Collection entries

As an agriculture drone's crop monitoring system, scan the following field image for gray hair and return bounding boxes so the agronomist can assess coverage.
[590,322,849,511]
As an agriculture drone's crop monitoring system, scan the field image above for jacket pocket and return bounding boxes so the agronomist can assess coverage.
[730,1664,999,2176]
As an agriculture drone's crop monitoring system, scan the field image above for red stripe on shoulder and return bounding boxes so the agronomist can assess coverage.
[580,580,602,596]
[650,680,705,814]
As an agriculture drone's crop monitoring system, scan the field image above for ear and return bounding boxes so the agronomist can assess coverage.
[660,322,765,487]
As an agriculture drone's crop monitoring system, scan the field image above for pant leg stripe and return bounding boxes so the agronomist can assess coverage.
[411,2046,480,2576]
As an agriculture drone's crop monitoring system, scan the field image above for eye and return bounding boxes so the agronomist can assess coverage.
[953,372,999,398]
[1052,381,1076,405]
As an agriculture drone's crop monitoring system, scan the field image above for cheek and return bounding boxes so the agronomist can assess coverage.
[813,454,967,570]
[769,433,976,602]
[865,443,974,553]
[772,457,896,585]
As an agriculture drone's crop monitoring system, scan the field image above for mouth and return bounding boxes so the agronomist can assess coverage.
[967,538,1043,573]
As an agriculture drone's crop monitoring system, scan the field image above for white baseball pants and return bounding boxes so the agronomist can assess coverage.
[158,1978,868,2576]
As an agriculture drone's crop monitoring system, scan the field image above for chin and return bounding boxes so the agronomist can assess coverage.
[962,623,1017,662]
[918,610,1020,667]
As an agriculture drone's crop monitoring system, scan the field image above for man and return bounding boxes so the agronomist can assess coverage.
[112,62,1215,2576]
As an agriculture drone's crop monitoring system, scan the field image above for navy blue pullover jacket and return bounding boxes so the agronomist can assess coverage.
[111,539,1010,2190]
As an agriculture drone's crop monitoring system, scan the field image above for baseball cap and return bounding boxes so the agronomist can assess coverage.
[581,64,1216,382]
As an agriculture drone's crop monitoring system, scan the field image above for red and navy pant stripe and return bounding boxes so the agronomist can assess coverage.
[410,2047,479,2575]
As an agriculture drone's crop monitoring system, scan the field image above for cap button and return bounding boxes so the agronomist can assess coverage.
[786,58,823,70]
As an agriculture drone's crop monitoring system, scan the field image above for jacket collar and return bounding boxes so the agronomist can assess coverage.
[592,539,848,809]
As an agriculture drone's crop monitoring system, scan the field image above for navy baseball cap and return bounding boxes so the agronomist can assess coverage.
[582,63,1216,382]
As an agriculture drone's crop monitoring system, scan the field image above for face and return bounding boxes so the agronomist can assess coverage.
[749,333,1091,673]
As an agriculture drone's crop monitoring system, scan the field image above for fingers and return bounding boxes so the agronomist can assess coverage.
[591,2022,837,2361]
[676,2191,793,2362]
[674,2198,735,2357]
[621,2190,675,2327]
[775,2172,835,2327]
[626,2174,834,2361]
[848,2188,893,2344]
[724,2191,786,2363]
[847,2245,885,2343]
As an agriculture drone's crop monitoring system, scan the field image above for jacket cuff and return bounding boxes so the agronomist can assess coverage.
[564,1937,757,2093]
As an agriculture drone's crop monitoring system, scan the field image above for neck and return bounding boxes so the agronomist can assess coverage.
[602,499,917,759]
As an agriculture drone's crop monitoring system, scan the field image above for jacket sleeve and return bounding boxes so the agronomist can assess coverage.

§ TASK:
The lines from the one holding "above for neck" to the final line of the entries, both included, are what should be output, exactly and alone.

§ RESPONSE AREA:
As an agriculture drone's crop monitoring system, scan the field image above for neck and return bounding boxes so the agronomist can assess coverage.
[602,499,917,759]
As an agriculture drone's crop monitoring system, scan the field image above for jacket sleeve and return bounding boxes so the agronomist can assess coverage.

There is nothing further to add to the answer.